[Assignment]:
All entries that follow are to be written out verbatim.
=== Provided material ===
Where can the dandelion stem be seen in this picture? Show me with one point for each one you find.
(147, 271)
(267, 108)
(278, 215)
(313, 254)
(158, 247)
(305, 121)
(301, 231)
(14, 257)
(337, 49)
===
[Result below]:
Where can the dandelion stem be seen in this picture? Show me with one point for each one you find.
(147, 271)
(267, 108)
(278, 215)
(313, 254)
(158, 247)
(305, 121)
(301, 231)
(14, 257)
(337, 49)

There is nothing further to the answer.